● **Written exercise 1**
Reproduce the passage of the Scottish home education text starting at "Why Scotland Is" and ending at "apply to you.".
● **Written exercise 2**
According to the Scottish home education text, what must parents do if their child has previously attended a local authority school?

● **Text**
------------

Home Education Support Groups Scotland: Finding Your Network
Home Education Support Groups Scotland: Finding Your Network
Solo home education in Scotland is genuinely hard. The initial rush of taking control over your child's learning quickly collides with a stark reality: you are one person carrying the entire weight of curriculum planning, delivery, socialization, and compliance. Most families who burn out do not give up on home education — they give up on doing it alone.
Finding a support group or joining a home education network is not a nice-to-have. For most Scottish families, it is what makes long-term home education sustainable.
Why Scotland Is Different
Home education in Scotland operates under the Education (Scotland) Act 1980 and the Standards in Scotland's Schools etc. Act 2000 — entirely separate legislation from England. Many online forums and Facebook groups you will encounter are dominated by English families navigating Ofsted, DBS checks, and the English deregistration process. That advice does not apply to you.
In Scotland, if your child has previously attended a local authority school, you must formally seek consent to withdraw from the council. You do not merely notify the headteacher as English families do. Local authorities have a duty to be satisfied that your proposed educational provision will be suitable and efficient.

------------

● **Material**
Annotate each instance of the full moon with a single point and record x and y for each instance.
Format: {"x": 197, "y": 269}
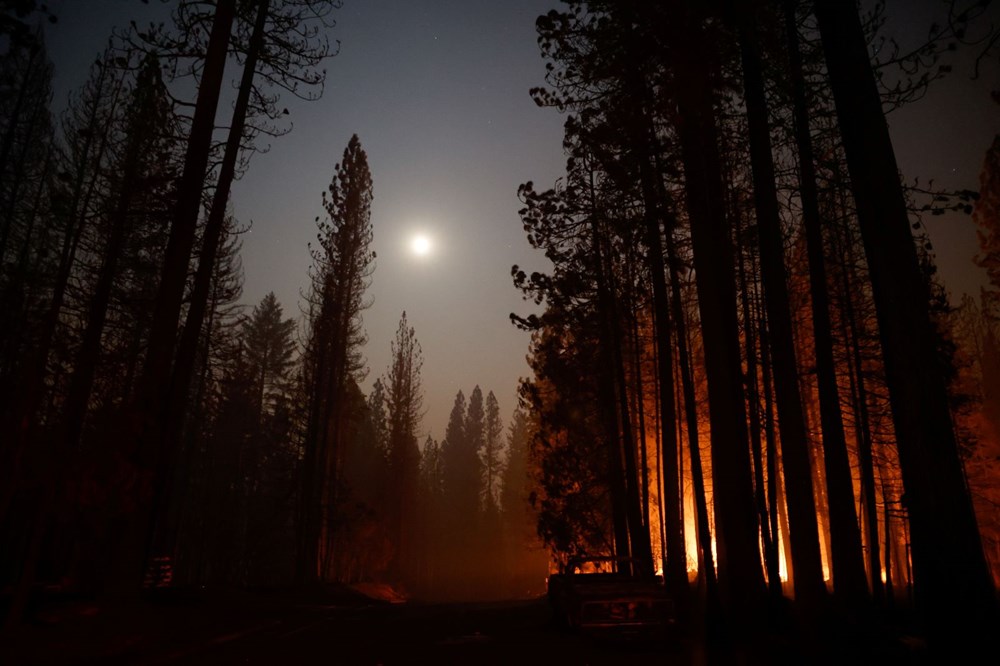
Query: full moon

------------

● **Written answer 1**
Why Scotland Is Different
Home education in Scotland operates under the Education (Scotland) Act 1980 and the Standards in Scotland's Schools etc. Act 2000 — entirely separate legislation from England. Many online forums and Facebook groups you will encounter are dominated by English families navigating Ofsted, DBS checks, and the English deregistration process. That advice does not apply to you.

● **Written answer 2**
They must formally seek the council's consent to withdraw the child.